**EXTRAIT DE PAGE**
**********
Je ne sais pas si votre expérience que vous venez de mentionner c’est à dire qu’à deux reprises un enfant avait donc produit plus ou moins le même résultat sonore en partant du même graphisme… je dois dire que cela m’étonne un peu mais c’est intéressant puisque cela tendrait à montrer que même dans un esprit qui n’est pas encore embrigadé par une écriture préétablie il se produit quand même, il se produirait quand même une relation, tout de suite, très vite, une relation presque univoque entre un signe graphique et un résultat sonore à produire à partir d’un signe graphique.
Cela m’étonne un peu parce que je m’imagine – je n’ai donc pas vu ces graphismes – mais je m’imagine que ce sont des graphismes qui n’ont pas du tout la précision qu’à notre écriture musicale occidentale en notes et durées fixées etc.
Donc je penserai plutôt qu’il y a beaucoup plus de latitude là, que le graphisme que l’enfant inscrit ne détermine pas de manière aussi rigoureuse un résultat sonore.
D.D. Ce dont j’ai l’impression c’est que cela produit une recherche de similitude, c’est à dire que j’ai l’impression que l’enfant – je ne suis pas musicien, je ne peux pas décrypter les sons produits mais j’entends clairement que dans la dynamique, la gestuelle de telle chose puis de telle chose, il y a une séquence qui est très claire et qui semble correspondre au graphisme… mais surtout l’enfant – celui-là en tous cas – semble se mettre dans cette recherche de reproduction du "même"…
Et c’était sur quel instrument ? Une sorte de cithare…
Oui, parce que ce qui me frappe dans votre relation de l’événement c’est que vous parlez de paramètres musicaux qui ne sont pas ceux qui dominent la musique classique dans notre culture… vous parlez de volume du son, de timbre, de dynamique, de gestuelle.
Ce sont des paramètres qui, par rapport à notre tradition classique, sont nouveaux. Qui sont devenus très importants dans certaines musiques nouvelles du vingtième siècle mais qui avant cela n’avaient pas voix au chapitre dans notre culture.
Et là justement, j’admet parfaitement que ce soient des paramètres qui peuvent être aussi importants que les autres dans une culture musicale comme la nôtre, les pitch, la hauteur fixée, la durée… mais alors là si ce sont ces paramètres là qui sont les plus importants, qui déterminent vraiment le caractère musicale alors je m’étonnerai du fait que les hauteurs et les durées que l’enfant utilise pour quand même réaliser cette gestuelle et ce dynamisme, qu’elles ne soient pas très différentes.
**********
**TRAVAIL DEMANDÉ**
1. Pour chacune des affirmations (a), (b) et (c), indiquez si elle concorde avec l'extrait sur les graphismes musicaux de l'enfant, en citant à l'identique les mots qui permettent de trancher. (a) La personne qui s'exprime au début de l'extrait a vu les graphismes de l'enfant. (b) D.D. se déclare musicien. (c) Le volume, le timbre, la dynamique et la gestuelle ont pris une grande importance dans certaines musiques nouvelles du vingtième siècle.
2. Prolongez de quelques phrases l'extrait sur les graphismes musicaux de l'enfant, en reprenant après sa dernière phrase.

**DONNÉES SOURCES**
**********
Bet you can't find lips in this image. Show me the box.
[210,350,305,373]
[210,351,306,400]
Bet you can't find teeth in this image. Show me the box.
**********
**RÉPONSES**
1.
(a) Non : « je n’ai donc pas vu ces graphismes ».
(b) Non : « je ne suis pas musicien ».
(c) Oui : « Qui sont devenus très importants dans certaines musiques nouvelles du vingtième siècle ».

2.
Et que donc pour notre oreille occidentale cela produirait à mon sens une chose quand même assez différente d’une fois à l’autre…
Voilà j’explique pourquoi votre expérience m’étonne un peu : que cet enfant aie produit une chose qui soit tellement ressemblante d’une fois à l’autre…
I.S. Qu’est-ce que ressembler ?
D.D. Exactement, je dis similaire parce que globalement dans la dynamique et la gestuelle il y a des similitudes mais au niveau des hauteurs, il est peut-être deux octaves plus bas…
Vous n’avez pas l’oreille formée à la manière musicale occidentale, il faudrait demander à un philosophe analytique américain…
I.S. Si je peux me permettre quand Hervé a lu l’ensemble des discussions sur la partition il a insisté et je crois qu’il avait envie d’avoir votre avis à ce sujet là, pour lui c’est encore débutant mais la partition est quelque chose qui peut et doit sur un mode encore à explorer durer sur plusieurs années.
Contrairement à l’approche complètement libre qui lui semble absolument nécessaire pour que les enfants se libèrent de toute leur maniérisme un peu conformiste… pour lui il y a là un temps d’exploration et au fond c’est un peu sa réponse à "totale liberté" ou "codé dès le plus jeune âge".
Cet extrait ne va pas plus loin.